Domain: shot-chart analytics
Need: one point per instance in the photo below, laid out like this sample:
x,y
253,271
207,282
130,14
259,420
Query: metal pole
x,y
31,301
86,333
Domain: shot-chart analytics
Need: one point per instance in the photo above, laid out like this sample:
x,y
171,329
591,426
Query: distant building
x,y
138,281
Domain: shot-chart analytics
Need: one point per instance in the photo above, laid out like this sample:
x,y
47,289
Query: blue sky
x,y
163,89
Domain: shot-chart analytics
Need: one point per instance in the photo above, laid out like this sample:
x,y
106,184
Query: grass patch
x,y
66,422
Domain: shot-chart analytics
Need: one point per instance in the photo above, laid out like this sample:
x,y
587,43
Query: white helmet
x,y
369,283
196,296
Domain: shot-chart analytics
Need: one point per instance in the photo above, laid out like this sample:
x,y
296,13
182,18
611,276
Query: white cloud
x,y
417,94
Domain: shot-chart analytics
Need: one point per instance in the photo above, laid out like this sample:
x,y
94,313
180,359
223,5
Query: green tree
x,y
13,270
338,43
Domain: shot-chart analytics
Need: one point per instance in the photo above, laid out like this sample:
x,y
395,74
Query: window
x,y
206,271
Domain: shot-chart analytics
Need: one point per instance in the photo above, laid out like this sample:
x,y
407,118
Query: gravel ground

== Exercise goal ==
The records above should be restated word for word, please.

== Exercise solution ==
Domain: shot-chart analytics
Need: one point per instance in the photo below, laid out like this sample:
x,y
253,271
207,282
130,14
259,420
Query: metal pole
x,y
31,301
86,333
Domain: shot-chart analytics
Need: one point per instance in the photo above, laid out like this sample:
x,y
171,329
591,426
Query: distant building
x,y
138,281
Domain: shot-chart analytics
Need: one point per instance in the photo above, laid out like this sample:
x,y
47,289
Query: blue sky
x,y
163,89
Domain: shot-chart analytics
Need: one point per instance in the photo above, laid out like this sample:
x,y
106,184
Query: grass patch
x,y
66,422
Domain: shot-chart analytics
Need: one point per instance in the photo above, laid out like this sample:
x,y
587,43
Query: white helmet
x,y
369,283
196,296
Domain: shot-chart analytics
Need: one point per instance in the photo above, laid out like this sample:
x,y
296,13
182,18
611,276
Query: white cloud
x,y
417,94
Domain: shot-chart analytics
Need: one point per instance in the photo above, laid out like this sample:
x,y
94,313
180,359
223,5
Query: green tree
x,y
13,270
338,43
Domain: shot-chart analytics
Need: one point per instance in the photo above, laid out like this sample:
x,y
395,74
Query: window
x,y
206,271
Domain: shot-chart analytics
Need: one point per instance in the photo above, laid out like this sample:
x,y
407,118
Query: gravel ground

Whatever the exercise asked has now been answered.